## EXTRACT PROVIDED:
We return to my grandpa’s journal of job-related facts and random trivia for another nugget.

I always enjoy finding some topic or trivia fact of my grandfather’s that interests me too.

The factoid about stacked Life magazines from my last post wasn’t really one of those; I don’t have a personal relationship with Life magazine.

I do have a personal relationship with music. I play it sometimes. I listen to it a lot. I like learning about the technical details of making it, and about the lightning flashes of creativity that also make it happen.

My grandpa was in the same place. So I imagine the tidbit at the heart of this post grabbed his brain in much the same way it grabbed mine, and inspired some of the same thoughts and questions:

aabovemiddlec

Non-musical readers might wonder what the big deal is about the A note above middle C (as in, the middle of the piano keyboard). To them, it might seem like just one among the 88 notes on a standard piano.

That particular note has a special importance to musicians and those who build and tune instruments.

## REQUIREMENTS:
1. In the journal post, how many notes are on a standard piano?
2. Please change "journal" to "notebook" in the part of the journal post starting with "We return to" and going on through "with Life magazine.", and give that part again.
The data that comes next is separate material, unrelated to the journal post.

## EXTRACTED DATA:
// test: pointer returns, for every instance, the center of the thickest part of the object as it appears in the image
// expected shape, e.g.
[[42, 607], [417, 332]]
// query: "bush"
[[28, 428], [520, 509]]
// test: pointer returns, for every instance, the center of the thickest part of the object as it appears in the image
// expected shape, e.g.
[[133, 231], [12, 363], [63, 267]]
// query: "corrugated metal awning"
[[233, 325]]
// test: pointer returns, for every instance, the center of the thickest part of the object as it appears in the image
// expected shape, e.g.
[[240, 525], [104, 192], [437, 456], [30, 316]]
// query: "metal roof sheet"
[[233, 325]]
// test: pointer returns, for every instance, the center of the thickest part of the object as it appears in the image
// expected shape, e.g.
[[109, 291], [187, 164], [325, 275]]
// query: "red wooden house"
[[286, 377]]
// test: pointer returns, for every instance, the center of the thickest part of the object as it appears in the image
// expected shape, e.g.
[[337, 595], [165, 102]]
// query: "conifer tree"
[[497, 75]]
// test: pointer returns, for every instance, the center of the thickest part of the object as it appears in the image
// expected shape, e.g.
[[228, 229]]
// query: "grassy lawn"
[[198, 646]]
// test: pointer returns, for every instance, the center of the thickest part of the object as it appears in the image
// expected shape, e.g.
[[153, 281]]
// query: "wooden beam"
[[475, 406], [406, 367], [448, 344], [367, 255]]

## ANSWERS IN ORDER:
1. 88

2.
We return to my grandpa’s notebook of job-related facts and random trivia for another nugget.

I always enjoy finding some topic or trivia fact of my grandfather’s that interests me too.

The factoid about stacked Life magazines from my last post wasn’t really one of those; I don’t have a personal relationship with Life magazine.